[What to do] Return every line below that contains the word "door", matching case exactly.

## Start Raw records

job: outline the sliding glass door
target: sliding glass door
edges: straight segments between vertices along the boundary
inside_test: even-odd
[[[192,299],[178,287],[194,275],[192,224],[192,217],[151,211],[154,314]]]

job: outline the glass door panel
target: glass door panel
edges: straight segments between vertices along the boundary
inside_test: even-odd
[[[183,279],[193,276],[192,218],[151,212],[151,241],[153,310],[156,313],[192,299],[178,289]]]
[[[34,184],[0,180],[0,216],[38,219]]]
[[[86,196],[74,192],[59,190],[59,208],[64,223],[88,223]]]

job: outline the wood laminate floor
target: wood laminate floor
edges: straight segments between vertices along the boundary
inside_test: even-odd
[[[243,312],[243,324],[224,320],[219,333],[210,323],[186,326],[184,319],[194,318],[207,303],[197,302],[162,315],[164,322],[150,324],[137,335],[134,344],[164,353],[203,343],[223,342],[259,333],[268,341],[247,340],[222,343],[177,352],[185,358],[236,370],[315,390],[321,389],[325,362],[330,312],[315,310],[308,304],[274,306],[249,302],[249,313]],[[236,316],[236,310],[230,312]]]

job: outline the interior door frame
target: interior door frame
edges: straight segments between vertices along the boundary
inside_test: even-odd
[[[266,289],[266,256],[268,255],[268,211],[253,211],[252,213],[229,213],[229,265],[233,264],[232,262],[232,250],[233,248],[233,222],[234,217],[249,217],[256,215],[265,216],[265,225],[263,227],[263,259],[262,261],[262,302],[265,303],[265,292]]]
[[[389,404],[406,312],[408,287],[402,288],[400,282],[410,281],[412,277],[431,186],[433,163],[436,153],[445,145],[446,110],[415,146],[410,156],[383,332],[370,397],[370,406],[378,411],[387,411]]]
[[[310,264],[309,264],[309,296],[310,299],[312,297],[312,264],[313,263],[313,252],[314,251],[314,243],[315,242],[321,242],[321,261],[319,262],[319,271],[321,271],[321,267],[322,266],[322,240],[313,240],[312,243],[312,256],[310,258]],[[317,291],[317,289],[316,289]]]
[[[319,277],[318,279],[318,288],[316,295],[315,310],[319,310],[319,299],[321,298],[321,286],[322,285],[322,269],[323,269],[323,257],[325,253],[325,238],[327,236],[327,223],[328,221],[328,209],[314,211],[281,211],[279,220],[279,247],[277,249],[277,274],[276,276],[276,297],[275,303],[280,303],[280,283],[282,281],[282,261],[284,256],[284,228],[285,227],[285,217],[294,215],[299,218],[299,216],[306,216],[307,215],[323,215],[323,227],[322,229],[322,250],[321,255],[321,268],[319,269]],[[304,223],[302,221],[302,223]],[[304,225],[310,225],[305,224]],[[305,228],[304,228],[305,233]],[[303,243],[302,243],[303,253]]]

## End Raw records

[Solution to this problem]
job: outline the sliding glass door
target: sliding glass door
job: outline the glass door panel
target: glass door panel
job: outline the interior door frame
target: interior door frame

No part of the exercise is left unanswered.